== Stored data ==
============

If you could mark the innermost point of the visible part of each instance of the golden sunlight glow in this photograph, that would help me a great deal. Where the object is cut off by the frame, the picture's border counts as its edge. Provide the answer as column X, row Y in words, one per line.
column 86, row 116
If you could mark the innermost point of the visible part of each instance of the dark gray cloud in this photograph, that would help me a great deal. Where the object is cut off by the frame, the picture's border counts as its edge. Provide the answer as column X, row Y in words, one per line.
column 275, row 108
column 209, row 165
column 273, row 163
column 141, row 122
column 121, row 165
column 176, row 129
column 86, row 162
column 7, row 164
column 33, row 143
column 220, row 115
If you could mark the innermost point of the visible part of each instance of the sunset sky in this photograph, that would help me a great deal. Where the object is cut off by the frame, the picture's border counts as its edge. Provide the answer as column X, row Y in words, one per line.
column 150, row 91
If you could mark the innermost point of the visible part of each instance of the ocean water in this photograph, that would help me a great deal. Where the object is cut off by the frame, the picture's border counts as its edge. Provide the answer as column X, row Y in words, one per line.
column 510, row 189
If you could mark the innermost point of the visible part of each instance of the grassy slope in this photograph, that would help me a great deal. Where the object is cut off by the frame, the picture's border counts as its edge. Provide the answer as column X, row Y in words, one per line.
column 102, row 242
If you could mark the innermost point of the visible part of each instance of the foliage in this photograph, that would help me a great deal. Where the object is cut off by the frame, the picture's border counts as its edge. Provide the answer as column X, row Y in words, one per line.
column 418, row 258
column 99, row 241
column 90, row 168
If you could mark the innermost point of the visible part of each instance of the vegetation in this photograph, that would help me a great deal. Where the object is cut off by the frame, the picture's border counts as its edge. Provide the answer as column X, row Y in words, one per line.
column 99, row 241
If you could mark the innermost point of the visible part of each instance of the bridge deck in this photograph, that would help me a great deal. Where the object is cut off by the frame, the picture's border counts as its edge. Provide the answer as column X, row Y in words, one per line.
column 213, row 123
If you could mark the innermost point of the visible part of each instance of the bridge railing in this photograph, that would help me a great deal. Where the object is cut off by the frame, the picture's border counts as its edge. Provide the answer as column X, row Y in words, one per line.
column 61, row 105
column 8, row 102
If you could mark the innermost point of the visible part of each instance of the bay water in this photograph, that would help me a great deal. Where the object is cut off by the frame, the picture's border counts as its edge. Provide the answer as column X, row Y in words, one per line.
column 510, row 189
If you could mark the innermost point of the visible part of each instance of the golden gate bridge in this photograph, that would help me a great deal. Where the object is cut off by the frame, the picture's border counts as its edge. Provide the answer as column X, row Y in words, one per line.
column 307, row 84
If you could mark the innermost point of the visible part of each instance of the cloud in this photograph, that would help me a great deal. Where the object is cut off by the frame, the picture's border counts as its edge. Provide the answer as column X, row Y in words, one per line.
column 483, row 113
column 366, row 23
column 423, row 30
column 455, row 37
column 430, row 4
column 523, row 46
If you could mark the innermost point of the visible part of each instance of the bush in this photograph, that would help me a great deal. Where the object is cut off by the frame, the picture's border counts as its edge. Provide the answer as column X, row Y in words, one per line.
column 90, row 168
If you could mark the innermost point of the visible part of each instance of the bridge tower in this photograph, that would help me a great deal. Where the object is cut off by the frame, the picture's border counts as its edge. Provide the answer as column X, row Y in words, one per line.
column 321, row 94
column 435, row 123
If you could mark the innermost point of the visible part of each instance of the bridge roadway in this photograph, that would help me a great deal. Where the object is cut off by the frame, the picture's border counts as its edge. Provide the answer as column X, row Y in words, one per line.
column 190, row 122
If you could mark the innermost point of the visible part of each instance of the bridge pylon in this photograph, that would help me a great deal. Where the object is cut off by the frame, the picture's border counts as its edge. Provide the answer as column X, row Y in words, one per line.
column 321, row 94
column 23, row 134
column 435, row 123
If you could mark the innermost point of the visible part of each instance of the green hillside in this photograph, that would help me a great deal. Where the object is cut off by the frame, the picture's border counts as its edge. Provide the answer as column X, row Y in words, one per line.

============

== What the task requires ==
Copy every one of the entries above verbatim, without changing a single character.

== Exercise result ==
If you could mark the innermost point of the visible part of each instance of the golden sunlight glow in this photograph, that would help me a great deal. Where the object is cut off by the frame, the picture's border counts as its edge. Provide the answer as column X, row Y in words, one per line.
column 86, row 116
If you could mark the innermost point of the visible part of each instance of the dark gray cloud in this photograph, that would help me a great deal. Where the object is cut off by the frame, the picture's border counts as its edge. Provide the answer as column X, row Y in words, one per line.
column 275, row 108
column 209, row 165
column 273, row 163
column 141, row 122
column 121, row 165
column 176, row 129
column 86, row 162
column 7, row 164
column 33, row 143
column 220, row 115
If you could mark the innermost point of the visible part of each instance of the sunset sky in this photograph, that would help me a great deal. Where the object is cut off by the frame, the picture's border counts as its edge. Provide the answer as column X, row Y in words, one per line.
column 150, row 91
If you could mark the innermost point of the visible part of each instance of the ocean water in this photograph, that would help me a great deal. Where the object is cut off by the frame, the picture's border counts as its edge. Provide the answer as column X, row Y in words, one per line.
column 510, row 189
If you could mark the innermost point of the visible part of each instance of the grassy slope in this photograph, that would help me a great deal. Where the object is cut off by the frame, the picture's border counts as its edge. Provide the answer as column X, row Y in words, one per line.
column 102, row 242
If you could mark the innermost point of the visible part of each instance of the foliage in this photograph, that would help me a great deal. Where the object is cut off by the frame, the picture's border counts as its edge. Provide the answer as column X, row Y in words, one per line.
column 418, row 258
column 99, row 241
column 90, row 168
If you could mark the innermost point of the visible part of each instance of the vegetation in this photograph, that would help me a great deal. Where the object is cut off by the frame, the picture's border counts as its edge. Provide the answer as column X, row Y in words, one per line.
column 99, row 241
If you could mark the innermost point of the visible part of each instance of the bridge deck in this photograph, that would help me a great deal. Where the object is cut off by the frame, the picture's border counts as its edge. Provide the answer as column X, row Y in words, one per line.
column 213, row 123
If you could mark the innermost point of the visible part of each instance of the bridge railing in this photograph, that would help me a great deal. Where the object is cut off by the frame, the picture's border counts as its edge. Provide the answer as column X, row Y in words, one per line.
column 61, row 105
column 8, row 102
If you could mark the innermost point of the visible part of each instance of the bay water in this photograph, that would help me a great deal. Where the object is cut off by the frame, the picture's border counts as its edge. Provide the answer as column X, row Y in words, one per line.
column 510, row 189
If you could mark the innermost point of the visible part of each instance of the golden gate bridge in this photograph, that would help me a great deal. Where the object is cut off by the frame, the picture's border counts as its edge. Provide the answer as column X, row Y in words, one per line.
column 307, row 84
If you could mark the innermost point of the visible part of each instance of the cloud in this photograph, that would help me a great deal. Where the object is cut off by the frame, the picture's border counts as its edge. Provide the answer as column X, row Y in words, one per line.
column 483, row 113
column 366, row 23
column 423, row 30
column 455, row 37
column 430, row 4
column 523, row 46
If you could mark the innermost point of the visible part of each instance of the bush in this photograph, that would help me a great deal. Where the object is cut off by the frame, the picture's border counts as its edge. Provide the answer as column X, row Y in words, one per line.
column 90, row 168
If you could mark the innermost point of the visible part of each instance of the bridge tower in this photograph, that would help me a great deal. Where the object is cut off by the frame, the picture's border counts as its edge. Provide the answer as column X, row Y in words, one per line.
column 321, row 94
column 435, row 123
If you could mark the innermost point of the visible part of each instance of the bridge roadway in this photograph, that would help me a great deal. Where the object is cut off by the frame, the picture's border counts as its edge. Provide the answer as column X, row Y in words, one per line.
column 190, row 122
If you could mark the innermost point of the visible part of each instance of the bridge pylon in this photograph, that would help me a great deal. Where the object is cut off by the frame, the picture's border counts as its edge. Provide the answer as column X, row Y in words, one per line.
column 321, row 94
column 23, row 134
column 435, row 123
If you could mark the innermost point of the visible part of each instance of the green hillside in this photograph, that would help me a great deal. Where the object is cut off by the frame, the picture's border counts as its edge. Provide the answer as column X, row Y in words, one per line.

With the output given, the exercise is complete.